→ WORK INSTRUCTION
All of the records should be given again verbatim.

→ DATA TO EXAMINE
....
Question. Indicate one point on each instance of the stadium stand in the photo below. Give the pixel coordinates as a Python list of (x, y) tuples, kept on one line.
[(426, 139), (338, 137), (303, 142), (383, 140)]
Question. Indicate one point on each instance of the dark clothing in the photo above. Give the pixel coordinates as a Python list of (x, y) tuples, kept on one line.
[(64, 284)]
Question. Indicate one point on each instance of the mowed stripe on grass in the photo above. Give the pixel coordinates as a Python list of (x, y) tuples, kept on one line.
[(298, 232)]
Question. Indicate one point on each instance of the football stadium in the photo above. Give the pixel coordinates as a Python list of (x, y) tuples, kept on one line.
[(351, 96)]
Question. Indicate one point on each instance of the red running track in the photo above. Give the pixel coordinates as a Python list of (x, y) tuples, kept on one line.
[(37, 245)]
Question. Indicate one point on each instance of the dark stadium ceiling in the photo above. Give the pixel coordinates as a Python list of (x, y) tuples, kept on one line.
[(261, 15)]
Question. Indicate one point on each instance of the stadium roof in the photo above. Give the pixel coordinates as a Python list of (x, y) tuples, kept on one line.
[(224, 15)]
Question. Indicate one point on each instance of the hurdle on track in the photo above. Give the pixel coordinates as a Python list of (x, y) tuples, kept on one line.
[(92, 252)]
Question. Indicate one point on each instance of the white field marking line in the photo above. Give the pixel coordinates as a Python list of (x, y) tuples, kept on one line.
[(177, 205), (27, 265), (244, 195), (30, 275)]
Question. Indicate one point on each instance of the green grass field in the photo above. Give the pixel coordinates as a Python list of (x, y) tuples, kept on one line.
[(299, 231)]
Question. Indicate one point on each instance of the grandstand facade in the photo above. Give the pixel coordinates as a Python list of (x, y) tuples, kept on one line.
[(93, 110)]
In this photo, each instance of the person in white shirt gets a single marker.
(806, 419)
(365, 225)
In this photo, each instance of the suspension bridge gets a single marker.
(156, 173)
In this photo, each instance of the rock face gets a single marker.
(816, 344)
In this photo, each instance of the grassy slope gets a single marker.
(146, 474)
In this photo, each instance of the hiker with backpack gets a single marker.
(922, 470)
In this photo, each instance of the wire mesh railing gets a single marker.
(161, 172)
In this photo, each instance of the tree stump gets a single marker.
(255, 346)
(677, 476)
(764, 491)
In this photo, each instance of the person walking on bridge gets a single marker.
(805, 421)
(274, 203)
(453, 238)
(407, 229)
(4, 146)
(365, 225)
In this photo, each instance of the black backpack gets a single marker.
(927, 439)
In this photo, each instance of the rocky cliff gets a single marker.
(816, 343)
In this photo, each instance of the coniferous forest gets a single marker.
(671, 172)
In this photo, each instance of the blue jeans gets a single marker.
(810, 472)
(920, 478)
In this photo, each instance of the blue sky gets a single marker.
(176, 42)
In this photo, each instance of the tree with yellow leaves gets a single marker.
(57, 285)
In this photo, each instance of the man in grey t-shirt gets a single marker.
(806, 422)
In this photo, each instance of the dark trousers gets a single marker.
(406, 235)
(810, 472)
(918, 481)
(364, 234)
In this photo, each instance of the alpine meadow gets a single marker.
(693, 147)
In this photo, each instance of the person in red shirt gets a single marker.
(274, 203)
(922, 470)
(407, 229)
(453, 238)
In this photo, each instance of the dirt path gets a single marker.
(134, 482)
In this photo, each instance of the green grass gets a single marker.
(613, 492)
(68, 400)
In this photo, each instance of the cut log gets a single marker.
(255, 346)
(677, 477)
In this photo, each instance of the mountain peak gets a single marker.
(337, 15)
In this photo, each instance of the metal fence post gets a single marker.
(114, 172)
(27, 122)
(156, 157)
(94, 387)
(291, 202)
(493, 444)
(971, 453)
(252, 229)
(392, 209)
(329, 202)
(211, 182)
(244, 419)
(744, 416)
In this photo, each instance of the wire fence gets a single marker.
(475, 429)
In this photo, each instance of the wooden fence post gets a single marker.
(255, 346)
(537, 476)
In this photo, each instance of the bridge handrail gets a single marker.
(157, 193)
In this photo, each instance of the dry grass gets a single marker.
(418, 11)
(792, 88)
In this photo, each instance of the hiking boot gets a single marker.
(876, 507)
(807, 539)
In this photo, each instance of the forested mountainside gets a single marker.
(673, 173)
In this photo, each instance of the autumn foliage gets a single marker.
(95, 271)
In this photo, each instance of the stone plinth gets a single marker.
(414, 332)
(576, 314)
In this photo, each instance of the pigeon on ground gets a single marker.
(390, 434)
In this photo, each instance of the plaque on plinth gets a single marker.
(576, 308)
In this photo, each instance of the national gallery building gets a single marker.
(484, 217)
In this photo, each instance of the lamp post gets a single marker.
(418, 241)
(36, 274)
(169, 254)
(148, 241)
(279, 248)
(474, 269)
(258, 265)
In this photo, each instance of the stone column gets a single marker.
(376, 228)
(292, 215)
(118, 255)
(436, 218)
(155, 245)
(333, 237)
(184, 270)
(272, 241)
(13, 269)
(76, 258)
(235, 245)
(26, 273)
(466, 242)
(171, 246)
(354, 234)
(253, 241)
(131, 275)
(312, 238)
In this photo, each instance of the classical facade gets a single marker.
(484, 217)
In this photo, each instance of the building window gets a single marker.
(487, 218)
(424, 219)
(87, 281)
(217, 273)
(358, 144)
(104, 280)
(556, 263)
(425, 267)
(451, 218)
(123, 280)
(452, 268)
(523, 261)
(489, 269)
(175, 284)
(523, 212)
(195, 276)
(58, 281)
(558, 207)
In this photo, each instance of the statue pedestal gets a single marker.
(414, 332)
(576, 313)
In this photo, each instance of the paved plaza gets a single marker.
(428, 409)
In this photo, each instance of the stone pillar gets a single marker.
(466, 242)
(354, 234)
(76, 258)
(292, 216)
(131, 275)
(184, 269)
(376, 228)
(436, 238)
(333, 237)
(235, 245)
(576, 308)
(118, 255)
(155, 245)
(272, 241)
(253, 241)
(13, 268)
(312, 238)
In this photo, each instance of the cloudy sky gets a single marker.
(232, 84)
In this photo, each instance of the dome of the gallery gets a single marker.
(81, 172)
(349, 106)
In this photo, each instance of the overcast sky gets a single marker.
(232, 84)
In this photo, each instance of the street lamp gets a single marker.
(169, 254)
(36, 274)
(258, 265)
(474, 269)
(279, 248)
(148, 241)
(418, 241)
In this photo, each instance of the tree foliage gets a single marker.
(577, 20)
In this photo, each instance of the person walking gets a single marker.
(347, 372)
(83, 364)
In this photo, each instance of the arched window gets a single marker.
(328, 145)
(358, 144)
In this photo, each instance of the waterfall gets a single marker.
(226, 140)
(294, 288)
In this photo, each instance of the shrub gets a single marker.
....
→ REPLY
Question. Indicate one point on each instance of the stadium stand in the photo below. Give the pixel coordinates as a Python list of (x, y) tuples, kept on one line.
[(426, 139), (338, 137), (303, 142), (383, 140)]
Question. Indicate one point on each instance of the dark clothing in the photo above. Give the pixel coordinates as a Python list of (x, y) tuples, kept on one line.
[(64, 284)]
Question. Indicate one point on each instance of the mowed stripe on grass in the photo above. Give the pixel coordinates as a Python list of (x, y) tuples, kept on one line.
[(298, 232)]
Question. Indicate one point on each instance of the football stadium in the photo above. Give the pixel coordinates as a Python list of (x, y) tuples, kept on one line.
[(351, 96)]
Question. Indicate one point on each instance of the red running track in the photo above. Give the pixel coordinates as a Python list of (x, y) tuples, kept on one line.
[(37, 245)]
Question. Indicate one point on each instance of the dark stadium ceiling in the photo above. Give the pixel coordinates as a Python list of (x, y) tuples, kept on one line.
[(261, 15)]
Question. Indicate one point on each instance of the stadium roof in the photo above. Give the pixel coordinates as a Python list of (x, y) tuples, kept on one line.
[(224, 15)]
Question. Indicate one point on each instance of the hurdle on track in the photo above. Give the pixel coordinates as a Python list of (x, y) tuples, kept on one line.
[(92, 252)]
Question. Indicate one point on each instance of the white field marking line in the photo above. Give the pixel coordinates as a Python list of (x, y) tuples, kept on one line.
[(177, 205), (27, 265), (244, 195), (30, 275)]
Question. Indicate one point on each instance of the green grass field in the photo above. Give the pixel coordinates as a Python list of (x, y) tuples, kept on one line.
[(299, 231)]
Question. Indicate one point on each instance of the grandstand facade in the photo above. Give the pixel coordinates as a Python list of (x, y) tuples, kept on one line.
[(93, 110)]
In this photo, each instance of the person in white shirt gets a single marker.
(806, 419)
(365, 225)
In this photo, each instance of the suspension bridge gets a single marker.
(156, 173)
In this photo, each instance of the rock face gets a single marker.
(816, 344)
In this photo, each instance of the grassy slope gets a single marker.
(146, 474)
In this photo, each instance of the hiker with backpack gets a single marker.
(922, 470)
In this photo, each instance of the wire mesh railing gets a single marker.
(161, 172)
In this photo, each instance of the tree stump gets a single marker.
(255, 346)
(677, 476)
(764, 491)
In this photo, each instance of the person walking on bridge gets a single marker.
(805, 421)
(274, 203)
(453, 238)
(407, 229)
(4, 146)
(365, 225)
In this photo, each instance of the black backpack gets a single marker.
(927, 439)
In this photo, each instance of the rocky cliff gets a single marker.
(816, 343)
In this photo, each instance of the coniferous forest gets a single marker.
(671, 172)
In this photo, each instance of the blue jeans gets a single marker.
(810, 472)
(920, 478)
In this photo, each instance of the blue sky gets a single marker.
(176, 42)
In this photo, each instance of the tree with yellow leaves gets a single marker.
(57, 285)
In this photo, each instance of the man in grey t-shirt gets a single marker.
(806, 422)
In this photo, each instance of the dark trousers gets a single marker.
(406, 235)
(810, 472)
(918, 481)
(364, 234)
In this photo, each instance of the alpine meadow gets a single marker.
(693, 147)
In this photo, each instance of the person in red shirt gets a single marker.
(274, 203)
(922, 470)
(407, 229)
(453, 238)
In this photo, each instance of the dirt path gets a single marker.
(134, 482)
In this photo, each instance of the green grass gets a single marker.
(613, 492)
(68, 400)
In this photo, each instance of the cut log gets a single marker.
(255, 346)
(677, 477)
In this photo, each instance of the mountain peak gets a single marker.
(337, 15)
In this photo, each instance of the metal fence post gets a single marker.
(114, 172)
(27, 122)
(156, 157)
(94, 387)
(291, 202)
(493, 444)
(971, 453)
(252, 229)
(392, 209)
(329, 202)
(211, 182)
(244, 419)
(744, 416)
In this photo, each instance of the wire fence gets a single marker.
(475, 429)
In this photo, each instance of the wooden fence post gets a single marker.
(255, 346)
(537, 476)
In this photo, each instance of the bridge handrail gets a single marker.
(157, 193)
In this photo, each instance of the dry grass gets a single marker.
(418, 11)
(792, 88)
In this photo, each instance of the hiking boot gets a single marker.
(876, 507)
(807, 539)
In this photo, each instance of the forested mountainside gets a single marker.
(673, 173)
In this photo, each instance of the autumn foliage gets a single marker.
(95, 271)
In this photo, each instance of the stone plinth gets a single marker.
(414, 332)
(576, 314)
In this photo, each instance of the pigeon on ground gets a single marker.
(390, 434)
In this photo, each instance of the plaque on plinth gets a single marker.
(576, 308)
In this photo, each instance of the national gallery building gets a single marker.
(484, 217)
In this photo, each instance of the lamp post gets a single marker.
(418, 241)
(36, 274)
(169, 254)
(148, 241)
(279, 248)
(474, 269)
(258, 265)
In this photo, each instance of the stone column gets a single marker.
(376, 228)
(292, 215)
(118, 255)
(436, 218)
(155, 245)
(333, 237)
(184, 270)
(272, 241)
(13, 269)
(76, 258)
(235, 245)
(26, 273)
(466, 242)
(171, 246)
(354, 234)
(253, 241)
(131, 275)
(312, 238)
In this photo, each instance of the classical facade gets a single marker.
(484, 217)
In this photo, each instance of the building window gets a single marker.
(487, 218)
(424, 219)
(87, 281)
(217, 273)
(358, 144)
(104, 280)
(556, 263)
(425, 267)
(451, 218)
(123, 280)
(452, 268)
(523, 261)
(489, 269)
(175, 284)
(523, 212)
(195, 276)
(58, 281)
(558, 207)
In this photo, each instance of the statue pedestal gets a single marker.
(414, 332)
(576, 313)
In this photo, each instance of the paved plaza gets a single marker.
(428, 409)
In this photo, each instance of the stone pillar gets a single marker.
(466, 242)
(354, 234)
(76, 258)
(292, 216)
(131, 275)
(184, 269)
(376, 228)
(436, 238)
(333, 237)
(235, 245)
(576, 308)
(118, 255)
(155, 245)
(272, 241)
(253, 241)
(13, 268)
(312, 238)
In this photo, each instance of the cloudy sky gets a single marker.
(232, 84)
In this photo, each instance of the dome of the gallery gets a single marker.
(81, 172)
(349, 106)
In this photo, each instance of the overcast sky gets a single marker.
(232, 84)
In this photo, each instance of the street lamp gets a single marker.
(169, 254)
(36, 274)
(258, 265)
(474, 269)
(279, 248)
(148, 241)
(418, 241)
In this photo, each instance of the tree foliage gets a single marker.
(577, 20)
In this photo, each instance of the person walking gets a single marker.
(347, 372)
(83, 364)
In this photo, each instance of the arched window gets a single marker.
(328, 145)
(358, 144)
In this photo, each instance of the waterfall gets a single marker.
(226, 140)
(294, 288)
In this photo, each instance of the shrub gets a single marker.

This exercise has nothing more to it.